▶ _Prompt_
Please copy word for word the part of the database clusters text below that runs from "Extra: The Peculiar" up to and including "a single node.".
+++ Text passage +++
Availability and Partition-tolerance: Multi-Version
Concurrency Control (MVCC)
● MVCC is a method to ensure availability (every node in a cluster always accepts requests), and some sort of recovery from a partition by reconciling the single databases with revisions (data are not replaced, they are just given a new revision number)
● In MVCC, concurrent updates are possible without distributed locks (in optimistic locking only the local copy of the object is locked), since the updates have different revision numbers; the transaction that completes last will get a higher revision number, hence will be considered as the current value.
● In case of cluster partition and concurrent requests with the same revision number going to two partitioned nodes, both are accepted, but once the partition is solved, there would be a conflict… a conflict that would have to be solved somehow (CouchDB returns a list of all current conflicts, which are then left to be solved by the application). Think of it a something similar to a software revision control system such as Git.

Extra: The Peculiar Case of the Blockchain
● Blockchains can be described as distributed, inalterable, verifiable, databases. So, how do they map into this classification? (To fix ideas, let’s focus just on the Bitcoin distributed ledger.)
● Bitcoin works on a cluster of peer-to-peer nodes, each containing a copy of the entire database, operated by different -possibly malicious- actors.
● Since new nodes can enter the system at any time, and every node has the entire database, availability is not an issue even in case of a partition, but consistency cannot be assured, since you cannot trust a single node.
● To achieve consistency, Bitcoin uses a form of MVCC based on proof-of-work (a proxy for the computing power used in a transaction) and on repeated confirmations by a majority of nodes of a history of transactions.
● Bitcoin database security is guaranteed by the impossibility of a single actor having enough computing power to alter the history of transactions (with 6 confirmations, an actor that controls 18% of the computing power has just a 1% probability of compromising a legitimate transaction)

Extra: Why Blockchain does not Help Us
● Blockchains are very inefficient… by design:
○ proof-of-work wastes computing power and it is slow
○ every node contains a copy of the entire database
● Consider the cost of a BitCoin transaction (about 2 USD, down from 59 USD a year ago) and the time it takes (which can take anything between 10 minutes and a couple hours)
● By contrast, consider the cost of a bank transaction in the SEPA system (the European Union interbank payment system): 30 to 50 cents, and it is done seconds
● The difference is that SEPA (and the distributed databases described here) assume that no node can be controlled by a malicious actor bent on altering the database
● In conclusion: BlockChain is solution to a very narrow problem (securing transactions on a public network with potentially malicious actors)… which is great, but it is not our kind of problem

MongoDB vs CouchDB Clusters
● While CouchDB uses MVCC, MongoDB uses a mix of two-phase commit (for replicating data from primary to secondary nodes) and Paxos-like (to elect a primary node in a replica-set)
● From the MongoDB 4.4. Documentation: <>
● The different choices of strategies explains the different cluster architectures of these two DBMSs

Why Document-oriented DBMS for Big data?
While Relational DBMSs are extremely good for ensuring consistency and availability, the normalization that lies at the heart of a relational database model implies fine-grained data, which are less conducive to partition-tolerance than coarse-grained data.
+++ Provided material +++
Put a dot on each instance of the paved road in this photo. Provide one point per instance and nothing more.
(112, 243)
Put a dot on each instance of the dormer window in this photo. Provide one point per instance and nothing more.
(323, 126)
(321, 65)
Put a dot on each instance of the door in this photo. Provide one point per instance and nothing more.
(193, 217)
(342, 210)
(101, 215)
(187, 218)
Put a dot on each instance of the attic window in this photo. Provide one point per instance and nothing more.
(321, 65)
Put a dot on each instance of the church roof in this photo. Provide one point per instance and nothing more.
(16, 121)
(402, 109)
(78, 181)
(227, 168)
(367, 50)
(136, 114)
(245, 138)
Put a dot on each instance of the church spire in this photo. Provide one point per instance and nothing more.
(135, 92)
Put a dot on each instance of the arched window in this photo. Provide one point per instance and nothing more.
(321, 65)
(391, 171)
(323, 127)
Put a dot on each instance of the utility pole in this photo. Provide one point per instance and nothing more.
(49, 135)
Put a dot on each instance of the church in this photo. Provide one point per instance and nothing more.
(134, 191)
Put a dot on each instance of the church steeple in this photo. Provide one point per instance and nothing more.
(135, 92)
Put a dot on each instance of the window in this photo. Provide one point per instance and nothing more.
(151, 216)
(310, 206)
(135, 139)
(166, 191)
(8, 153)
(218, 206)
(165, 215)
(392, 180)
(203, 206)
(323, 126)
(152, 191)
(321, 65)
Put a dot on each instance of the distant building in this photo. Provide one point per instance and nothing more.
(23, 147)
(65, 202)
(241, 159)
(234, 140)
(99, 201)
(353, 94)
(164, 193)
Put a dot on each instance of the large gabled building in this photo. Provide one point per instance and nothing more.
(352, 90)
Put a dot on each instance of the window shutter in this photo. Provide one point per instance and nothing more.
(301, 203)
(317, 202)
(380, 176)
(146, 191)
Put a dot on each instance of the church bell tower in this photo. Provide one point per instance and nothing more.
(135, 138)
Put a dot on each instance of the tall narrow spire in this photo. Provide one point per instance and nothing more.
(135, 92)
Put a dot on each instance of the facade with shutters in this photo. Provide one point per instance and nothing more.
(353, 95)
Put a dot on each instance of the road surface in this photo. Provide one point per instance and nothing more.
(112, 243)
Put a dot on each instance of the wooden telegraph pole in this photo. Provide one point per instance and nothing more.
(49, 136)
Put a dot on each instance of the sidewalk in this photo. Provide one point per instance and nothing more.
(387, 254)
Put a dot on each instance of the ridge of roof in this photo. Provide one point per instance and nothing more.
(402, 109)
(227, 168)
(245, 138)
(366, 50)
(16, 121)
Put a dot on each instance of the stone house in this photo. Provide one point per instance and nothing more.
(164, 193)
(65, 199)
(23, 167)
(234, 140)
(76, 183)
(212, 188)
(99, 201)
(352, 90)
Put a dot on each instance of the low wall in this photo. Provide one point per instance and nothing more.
+++
▶ _Final answer_
Extra: The Peculiar Case of the Blockchain
● Blockchains can be described as distributed, inalterable, verifiable, databases. So, how do they map into this classification? (To fix ideas, let’s focus just on the Bitcoin distributed ledger.)
● Bitcoin works on a cluster of peer-to-peer nodes, each containing a copy of the entire database, operated by different -possibly malicious- actors.
● Since new nodes can enter the system at any time, and every node has the entire database, availability is not an issue even in case of a partition, but consistency cannot be assured, since you cannot trust a single node.